Now apply the playbook. Prefix-cache the 8,000-token preamble so only the ~1,000 dynamic input tokens are billed fresh per task; route the ~70% of easy tasks to a small model at roughly a tenth of the unit cost; and lift utilisation so the GPU baseline is committed-use rather than idle on-demand. The dynamic input collapses to about 1 billion fresh tokens, the expensive model now sees only the hard 30%, and the cached prefix is billed at a steep discount. The model spend falls to a small fraction of the naive figure — comfortably an order of magnitude — and the utilisation fix removes most of the idle-capacity overhead separately. Same workload, same quality target, a fundamentally different bill.
Watch the hardware curve — but do not wait for it
The hardware story is genuinely encouraging. A5X bare-metal instances on NVIDIA Vera Rubin NVL72 rack-scale systems are claimed to deliver up to 10x lower inference cost per token and 10x higher token throughput per megawatt versus the prior generation, with commercial Vera Rubin shipments expected in the second half of 2026. For very high-throughput production, that curve is worth tracking. But hardware that lands later this year does nothing for the bill you are paying this quarter. The levers above are available today, on the GPUs you already rent, and they compound — which is why the FinOps work, not the hardware roadmap, is where the savings live right now.
---
__Challenge 1__
Transcribe the stretch of the passage on AI inference costs from "Now apply the" through "fundamentally different bill.".
__Challenge 2__
Write the next part of the passage on AI inference costs, picking up after its last sentence.
These records have no connection to the passage on AI inference costs.

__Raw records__
---
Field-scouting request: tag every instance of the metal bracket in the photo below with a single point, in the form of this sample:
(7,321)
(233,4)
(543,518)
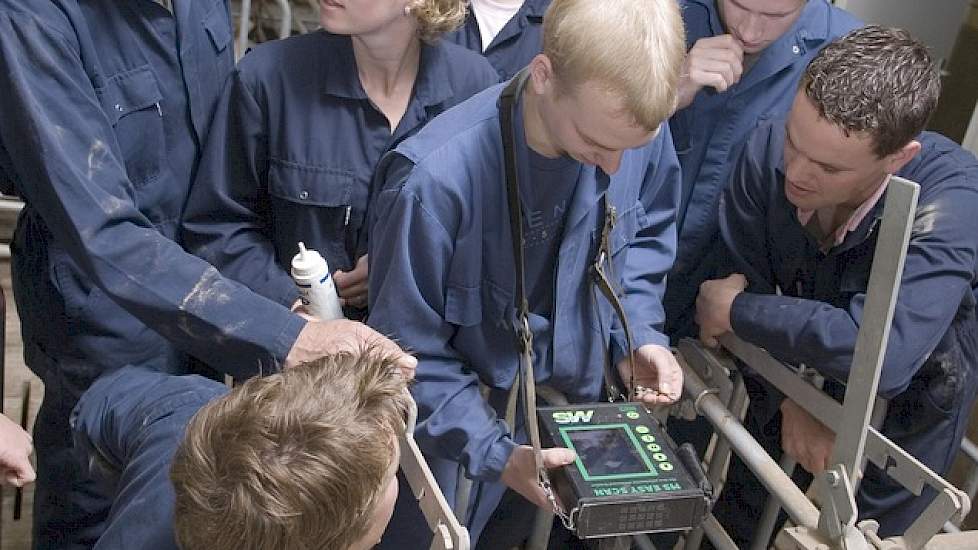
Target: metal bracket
(838,519)
(449,533)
---
__Reply 1__
Now apply the playbook. Prefix-cache the 8,000-token preamble so only the ~1,000 dynamic input tokens are billed fresh per task; route the ~70% of easy tasks to a small model at roughly a tenth of the unit cost; and lift utilisation so the GPU baseline is committed-use rather than idle on-demand. The dynamic input collapses to about 1 billion fresh tokens, the expensive model now sees only the hard 30%, and the cached prefix is billed at a steep discount. The model spend falls to a small fraction of the naive figure — comfortably an order of magnitude — and the utilisation fix removes most of the idle-capacity overhead separately. Same workload, same quality target, a fundamentally different bill.

__Reply 2__
The playbook, in order
- Measure cost-per-task. Instrument spend by task type, including retries and tool calls. Optimise the few task types that dominate.
- Fix utilisation. Batch, consolidate replicas, autoscale off-peak, and share capacity across IN/UK time zones before tuning anything.
- Right-size the hardware. Use the GPU ladder; never run batch jobs on flagship on-demand rates.
- Cache aggressively. Prefix-cache stable context; response-cache deterministic queries.
- Quantise where quality holds. Re-run task-level evals after every quantisation step.
- Route cheap-versus-expensive. Confidence-threshold routing keeps the flagship for the hard minority.
- Blend purchase modes. Committed baseline, spot for batch, thin on-demand for spikes.
- Forecast demand. Cheaper tokens invite more usage — cap and budget so unit savings reach the invoice.
The teams winning on inference economics in 2026 are not the ones with the cheapest tokens. They are the ones who measure the right unit, keep their hardware busy, and route ruthlessly — in India and the UK alike.